**AUFGABE 1**: Prüfe, ob die folgenden Aussagen zum Lesetext über den gescheiterten Bergversuch zutreffen, und belege jede Antwort mit einem wörtlichen Zitat: (a) Der Versuch, einen Berg zu besteigen, ist am J. gescheitert. (b) Der J. geht gern zu Fuß. (c) Der Mai Tai kippt tatsächlich um.
**AUFGABE 2**: Führe den Lesetext über den am J. gescheiterten Bergversuch im selben Ton nach seinem letzten Satz weiter.
--- LESETEXT ---
„Moment mal – das hat doch irgendwas Negatives mit mir zu tun!“, schaltet sich der J. ein und tippt auf den Bildschirm. Um ein Haar kippt mein Mai Tai um, doch am Ende behalte ich die Oberhand. Schließlich gilt es Zeugnis abzulegen von meinem heutigen Versuch
einen Berg zu besteigen,
der einzig und allein am J. gescheitert ist, denn aus Gründen, die keiner kennt, lehnt mein geschätzter Gefährte, der J., es nicht nur weitgehend ab, zu Fuß zu gehen, er ist zudem ein entschlossener Gegner des Besteigens von Bergen, nein: Von Bergen überhaupt.
--- AUSGEWÄHLTE EINTRÄGE ---
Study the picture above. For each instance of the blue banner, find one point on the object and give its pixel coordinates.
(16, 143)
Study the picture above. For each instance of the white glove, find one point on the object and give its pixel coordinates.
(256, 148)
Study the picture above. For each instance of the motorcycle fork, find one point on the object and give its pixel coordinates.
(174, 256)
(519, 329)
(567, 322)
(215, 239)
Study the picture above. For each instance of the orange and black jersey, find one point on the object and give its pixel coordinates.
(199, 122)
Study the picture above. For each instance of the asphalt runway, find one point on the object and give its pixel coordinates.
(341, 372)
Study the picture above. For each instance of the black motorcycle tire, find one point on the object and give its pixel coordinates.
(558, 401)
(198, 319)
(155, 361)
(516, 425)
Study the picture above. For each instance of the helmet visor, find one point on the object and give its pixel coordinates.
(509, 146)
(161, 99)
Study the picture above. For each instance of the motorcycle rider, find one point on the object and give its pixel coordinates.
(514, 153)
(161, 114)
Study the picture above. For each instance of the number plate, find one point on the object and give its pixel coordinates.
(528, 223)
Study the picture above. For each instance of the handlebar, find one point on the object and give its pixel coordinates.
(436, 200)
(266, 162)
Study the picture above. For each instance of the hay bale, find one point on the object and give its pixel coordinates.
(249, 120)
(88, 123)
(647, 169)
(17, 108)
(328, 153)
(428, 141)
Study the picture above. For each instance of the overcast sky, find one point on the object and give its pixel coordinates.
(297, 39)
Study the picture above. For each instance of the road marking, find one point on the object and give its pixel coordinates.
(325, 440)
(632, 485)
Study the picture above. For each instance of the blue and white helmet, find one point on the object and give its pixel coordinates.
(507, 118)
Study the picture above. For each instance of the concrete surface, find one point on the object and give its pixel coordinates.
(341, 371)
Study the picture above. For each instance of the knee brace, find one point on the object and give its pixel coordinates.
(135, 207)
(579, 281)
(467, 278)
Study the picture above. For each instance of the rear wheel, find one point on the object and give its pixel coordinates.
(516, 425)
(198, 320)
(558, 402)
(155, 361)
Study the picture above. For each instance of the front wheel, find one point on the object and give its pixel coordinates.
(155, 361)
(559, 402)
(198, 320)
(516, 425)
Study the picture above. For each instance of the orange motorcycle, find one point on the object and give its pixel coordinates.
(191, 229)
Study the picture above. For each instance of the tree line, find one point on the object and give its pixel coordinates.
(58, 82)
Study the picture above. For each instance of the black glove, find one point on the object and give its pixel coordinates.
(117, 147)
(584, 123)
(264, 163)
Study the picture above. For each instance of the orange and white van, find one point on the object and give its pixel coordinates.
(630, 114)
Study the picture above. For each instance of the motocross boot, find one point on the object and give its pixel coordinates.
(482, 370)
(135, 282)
---
**LÖSUNG 1**:
(a) Ja: „der einzig und allein am J. gescheitert ist“
(b) Nein: „lehnt mein geschätzter Gefährte, der J., es nicht nur weitgehend ab, zu Fuß zu gehen“
(c) Nein: „Um ein Haar kippt mein Mai Tai um, doch am Ende behalte ich die Oberhand“

**LÖSUNG 2**:
„Ich weiß nicht, was ich da oben soll!“, protestierte der J. daher schon kurz nach dem Aufbruch. Majestätisch, gleichwohl laut dem Reiseführer für Senioren und Kinder gleichermaßen geeignet, erhob sich der heilige Berg Gunung Lepuyang (oder so ähnlich) über unseren Häuptern. Zwei Stunden sollte der Aufstieg dauern, aber unser Aufstieg war nach zwanzig Minuten zu Ende. Entschlossen, zum Wagen zurückzulaufen, blieb der J. stehen, kehrte um und lief so schnell er konnte vor dem Berg, vor mir und insbesondere vor der körperlichen Anstrengung weg. Hinter uns kläfften einige Hunde, und die Verkäuferinnen von Ständen, an denen man Wasser kaufen konnte, sahen uns amüsiert nach.
„I thought you would go to the top!“, kommentierte der Fahrer unser schnelles Erscheinen. „Hah!“, oder so ähnlich ließ sich der J. vernehmen und fuhr gemächlich, durch Palmenhaine und Reisterrassen, vorbei an Hütten und Häusern dem Strand entgegen. Es sei Zeit für einen Kaffee, verkündete der geschätzte Gefährte und deutete vorwurfsvoll auf einige Schweißflecken auf seinem Hemd.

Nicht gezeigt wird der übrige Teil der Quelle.